The old-standard 20 Questions went badly, the silent fallout lasting twice as long as the game itself. Apparently Fred West isn’t a valid celebrity, plus I’d actually forgotten if he was dead or alive. Fortunately I immediately invented a game that would reignite the spark, one with its roots in the only two things that I can talk about for more than eight minutes at a time: music and things that I hate.

This would be a game that would bring us back together. A game that would re-establish our bond as two people that occasionally can hold a convesation. A game I will now share with you.

You’re more than welcome.

The game:
Think of a bad song. Sing a few lines from it. The next person has to sing a song that’s a bit worse than the previous one.

But you can’t just immediately go to Nickleback’s ‘Rock Star’ or Counting Crows cover of ‘Big Yellow Taxi’. It’s the equivalent of bringing a mace to a boxing match. It’s Mutually Assured Destruction. It’s not the point of the game. You have to do it incrementally, so it lasts an entire car journey, filling the interminable void of conversational silence with something other than the squaek of windscreen wipers.

It begins: I start singing Staind’s ‘It’s Been a While’ with its 15-years-too-late-to-the-grunge-party lyrics…

And it’s been a while since I could say that I wasn’t addicted. And it’s been a while since I could say I loved myself as well.

It’s bad enough that it starts every line with ‘and’.

Now it’s up to the next contestant to think of a song they would want to hear less than ‘It’s Been a While’ the worst song of the first decade of the 21st century.

And do you know what’s worse than Staind? ‘Sweat (a la la la la long)’ as covered by Inner Circle.

A song is always in trouble when it has to mention the hook within the brackets of its title:
“I love that song ‘Sweat’”
“Never heard it”
“Yes you have – a la la la la long, a la la la la long, a la la la la long longly long.”

| Location labeling records |

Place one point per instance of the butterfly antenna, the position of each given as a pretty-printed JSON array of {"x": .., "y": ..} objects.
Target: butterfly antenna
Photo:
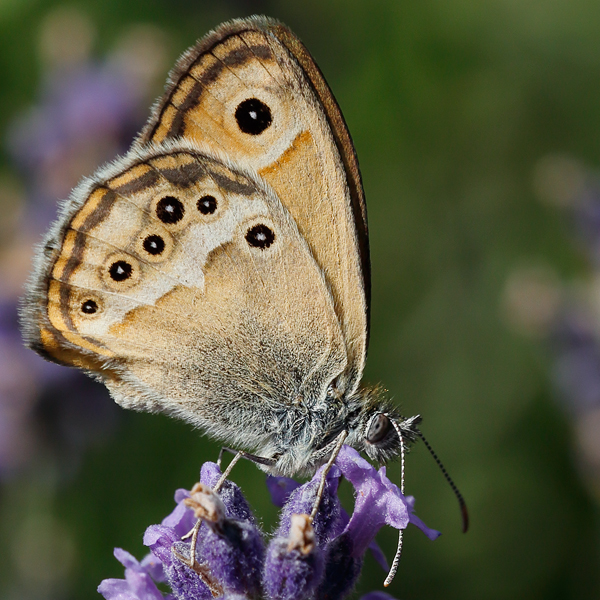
[
  {"x": 461, "y": 501},
  {"x": 396, "y": 560}
]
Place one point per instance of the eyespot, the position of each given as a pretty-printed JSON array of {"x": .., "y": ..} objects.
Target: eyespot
[
  {"x": 154, "y": 244},
  {"x": 89, "y": 307},
  {"x": 170, "y": 210},
  {"x": 207, "y": 205},
  {"x": 378, "y": 428},
  {"x": 120, "y": 270},
  {"x": 260, "y": 236},
  {"x": 253, "y": 116}
]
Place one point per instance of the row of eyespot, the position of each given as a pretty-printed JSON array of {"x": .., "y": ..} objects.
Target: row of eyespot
[
  {"x": 170, "y": 210},
  {"x": 258, "y": 236}
]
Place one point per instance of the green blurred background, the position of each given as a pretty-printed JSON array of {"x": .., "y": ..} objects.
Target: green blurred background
[{"x": 463, "y": 114}]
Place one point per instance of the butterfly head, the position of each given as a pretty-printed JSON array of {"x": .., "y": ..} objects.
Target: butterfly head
[{"x": 379, "y": 430}]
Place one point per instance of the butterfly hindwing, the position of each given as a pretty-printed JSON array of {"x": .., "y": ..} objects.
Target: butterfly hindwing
[{"x": 237, "y": 308}]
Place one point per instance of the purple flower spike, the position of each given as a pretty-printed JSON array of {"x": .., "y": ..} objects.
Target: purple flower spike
[
  {"x": 186, "y": 583},
  {"x": 378, "y": 502},
  {"x": 329, "y": 521},
  {"x": 377, "y": 596},
  {"x": 281, "y": 489},
  {"x": 232, "y": 548},
  {"x": 316, "y": 560},
  {"x": 294, "y": 566},
  {"x": 135, "y": 586}
]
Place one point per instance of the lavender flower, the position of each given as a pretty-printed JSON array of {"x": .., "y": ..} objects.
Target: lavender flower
[{"x": 320, "y": 558}]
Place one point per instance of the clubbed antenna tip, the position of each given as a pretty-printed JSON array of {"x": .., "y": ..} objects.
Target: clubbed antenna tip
[{"x": 461, "y": 501}]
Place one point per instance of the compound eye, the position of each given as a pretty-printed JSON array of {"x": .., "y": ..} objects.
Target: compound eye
[{"x": 380, "y": 425}]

| Direction 1 |
List every song the bad-song game passage names by title, with the performer it gives for each.
| Direction 2 |
In the bad-song game passage, write out the part from "And it’s been a while since I could say that" to "by Inner Circle.", word for word.

| Exercise output 1 |
- 'Rock Star' by Nickleback
- 'Big Yellow Taxi' as covered by Counting Crows
- 'It's Been a While' by Staind
- 'Sweat (a la la la la long)' as covered by Inner Circle

| Exercise output 2 |
And it’s been a while since I could say that I wasn’t addicted. And it’s been a while since I could say I loved myself as well.

It’s bad enough that it starts every line with ‘and’.

Now it’s up to the next contestant to think of a song they would want to hear less than ‘It’s Been a While’ the worst song of the first decade of the 21st century.

And do you know what’s worse than Staind? ‘Sweat (a la la la la long)’ as covered by Inner Circle.